[[ EXERCISE MATERIALS open ]]

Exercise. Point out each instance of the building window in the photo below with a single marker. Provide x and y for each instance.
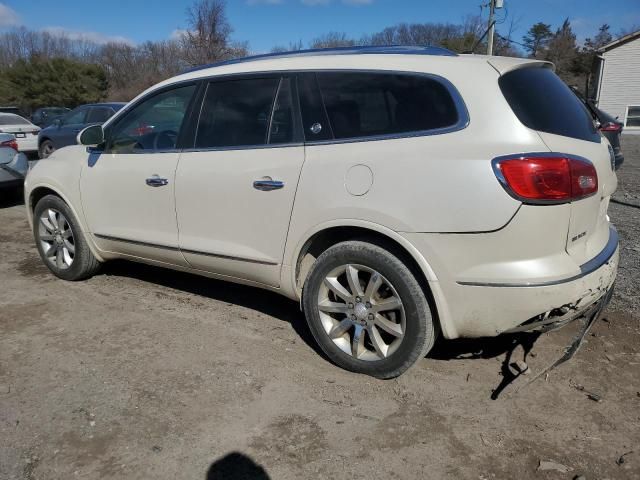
(633, 117)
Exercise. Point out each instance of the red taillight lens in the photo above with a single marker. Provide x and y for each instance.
(611, 127)
(547, 179)
(10, 143)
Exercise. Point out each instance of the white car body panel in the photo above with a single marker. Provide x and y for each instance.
(239, 221)
(26, 133)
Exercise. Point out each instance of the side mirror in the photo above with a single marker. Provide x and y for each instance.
(91, 136)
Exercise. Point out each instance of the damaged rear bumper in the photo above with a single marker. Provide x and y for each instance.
(490, 309)
(559, 317)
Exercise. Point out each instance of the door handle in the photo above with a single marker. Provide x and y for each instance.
(267, 184)
(156, 181)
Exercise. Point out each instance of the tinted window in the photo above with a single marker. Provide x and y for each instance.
(314, 119)
(153, 124)
(283, 119)
(236, 113)
(543, 102)
(10, 119)
(75, 117)
(368, 104)
(99, 114)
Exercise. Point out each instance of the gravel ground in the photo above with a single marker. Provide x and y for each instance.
(145, 373)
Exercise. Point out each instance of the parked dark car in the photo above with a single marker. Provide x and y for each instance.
(45, 116)
(610, 126)
(63, 131)
(14, 110)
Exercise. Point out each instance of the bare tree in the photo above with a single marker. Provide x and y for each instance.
(208, 37)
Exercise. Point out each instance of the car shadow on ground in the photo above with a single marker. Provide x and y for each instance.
(513, 365)
(264, 301)
(236, 466)
(277, 306)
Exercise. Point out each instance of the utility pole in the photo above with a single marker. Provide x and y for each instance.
(492, 26)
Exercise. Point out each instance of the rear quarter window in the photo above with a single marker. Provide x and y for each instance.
(543, 102)
(362, 104)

[[ EXERCISE MATERIALS closed ]]

→ **TASK**
Please reproduce the records above exactly and leave any picture behind.

→ **RESPONSE BOX**
Exercise. Point out each instance of the building window in the photo below with a single marker. Provide x and y for each instance.
(633, 117)
Exercise. Point out each instance of the red taillight lens in the photo above with a single marker. Provide x and y for each instance.
(611, 127)
(547, 179)
(10, 143)
Exercise. Point out each instance of the white car body panel in the photo above with a single marker. Provide x and y for each instance.
(239, 221)
(26, 133)
Exercise. Point out each instance of the side mirror in the photo above with a single marker. Provide x and y for each instance.
(91, 136)
Exercise. Point out each instance of the damaged rear bumper in the photo above with a single marker. Provide x and y for each instance.
(490, 309)
(559, 317)
Exercise. Point out each instance of the door handle in the photo above with a single marker. Provide x and y for each instance.
(267, 184)
(156, 181)
Exercise. Point out each instance of the tinted window in the photo above with a single marker. Provide x and y for each instance.
(314, 119)
(153, 124)
(283, 119)
(236, 113)
(543, 102)
(10, 119)
(75, 117)
(368, 104)
(99, 114)
Exercise. Point out each instance of the gravel ground in the photo above with a single marker. Provide x and y for each instance.
(145, 373)
Exercise. Point out each instance of the parked dark car in the photo above with a single marker. Provide x and y for each instance.
(45, 116)
(610, 126)
(63, 131)
(14, 110)
Exercise. Point out each instance of the bare tree in the photo above with a single marker. Provide x and y for each instance.
(208, 37)
Exercise. Point out each instance of the car shadow on ground in the photo above with a single marker. Provide x and y for each instance.
(513, 365)
(264, 301)
(236, 466)
(277, 306)
Exercise. Point out each instance of the utility pole in the photo above with a single marker. Provide x and y for each instance.
(492, 26)
Exercise. Point out each instance of the rear quarter window in the photo above with a single marker. Provide x and y for each instance.
(543, 102)
(362, 104)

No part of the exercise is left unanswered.